[Saved entries]
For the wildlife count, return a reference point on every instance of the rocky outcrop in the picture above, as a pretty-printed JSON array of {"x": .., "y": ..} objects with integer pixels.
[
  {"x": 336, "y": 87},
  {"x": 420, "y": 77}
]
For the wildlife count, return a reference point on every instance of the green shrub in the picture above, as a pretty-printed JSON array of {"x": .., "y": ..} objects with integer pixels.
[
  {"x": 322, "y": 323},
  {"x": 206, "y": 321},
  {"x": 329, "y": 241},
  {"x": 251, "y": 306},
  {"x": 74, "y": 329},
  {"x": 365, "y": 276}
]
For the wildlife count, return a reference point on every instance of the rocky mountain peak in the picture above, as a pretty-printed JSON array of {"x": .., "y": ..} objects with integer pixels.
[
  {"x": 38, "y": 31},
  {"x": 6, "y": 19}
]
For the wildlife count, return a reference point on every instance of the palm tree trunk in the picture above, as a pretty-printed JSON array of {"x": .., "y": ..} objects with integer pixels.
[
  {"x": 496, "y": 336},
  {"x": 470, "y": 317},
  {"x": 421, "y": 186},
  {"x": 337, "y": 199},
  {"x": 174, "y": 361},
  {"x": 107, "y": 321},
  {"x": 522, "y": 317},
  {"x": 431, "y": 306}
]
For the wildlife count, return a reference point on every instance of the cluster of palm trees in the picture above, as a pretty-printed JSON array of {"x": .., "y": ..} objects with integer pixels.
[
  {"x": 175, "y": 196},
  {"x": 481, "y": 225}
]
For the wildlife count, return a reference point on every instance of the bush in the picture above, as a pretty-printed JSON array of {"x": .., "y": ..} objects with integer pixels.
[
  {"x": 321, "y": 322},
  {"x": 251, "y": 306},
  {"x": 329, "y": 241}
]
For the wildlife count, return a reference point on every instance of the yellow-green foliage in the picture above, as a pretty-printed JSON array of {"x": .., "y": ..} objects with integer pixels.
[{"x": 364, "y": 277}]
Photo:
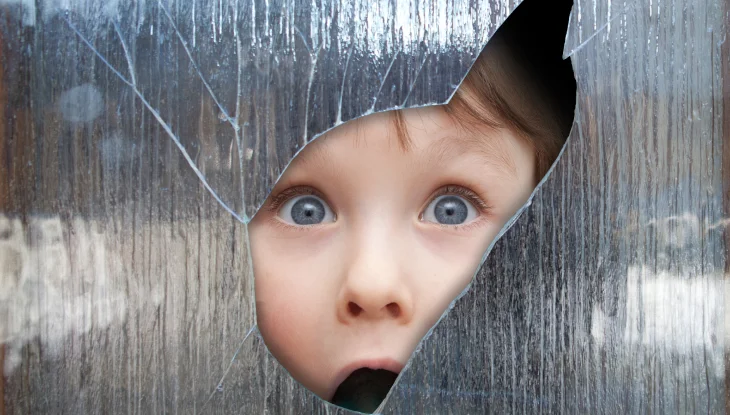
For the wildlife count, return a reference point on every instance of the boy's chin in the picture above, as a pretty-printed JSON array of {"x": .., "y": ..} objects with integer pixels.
[{"x": 364, "y": 389}]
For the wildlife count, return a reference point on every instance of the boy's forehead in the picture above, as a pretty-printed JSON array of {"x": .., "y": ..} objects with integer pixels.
[{"x": 434, "y": 139}]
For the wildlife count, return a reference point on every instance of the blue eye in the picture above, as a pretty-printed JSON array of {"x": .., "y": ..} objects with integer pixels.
[
  {"x": 306, "y": 210},
  {"x": 450, "y": 210}
]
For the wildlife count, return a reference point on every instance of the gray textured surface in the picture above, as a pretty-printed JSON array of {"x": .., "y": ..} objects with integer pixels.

* **TASK PROMPT**
Return precisely the lines of the records, starting with the line that holds "the boy's chin" and ending with the last one.

* **ANSWER TO THIS TASK**
For the wildlife count, return a reference point on every instance of the boy's chin in the picture above, as a pretty-printed JSON array of {"x": .., "y": ..} objects with integer pixels.
[{"x": 364, "y": 389}]
For the wildlife count, return a reference point on every instance of the boy's forehead in the picture above, as a pretty-printed JSON array of {"x": .., "y": ..} objects with integer pixels.
[{"x": 434, "y": 139}]
For the wildlife count, return a reference point on every instance of the blue eye in the picture above, as a pretty-printed JSON array of {"x": .., "y": ..} objects with integer pixels.
[
  {"x": 306, "y": 210},
  {"x": 450, "y": 210}
]
For the wildlife count, return a reference point on every instance of the gray textured surface in the picture above, as a pretty-printed JSON array of {"x": .., "y": ..} objects with integer pixels.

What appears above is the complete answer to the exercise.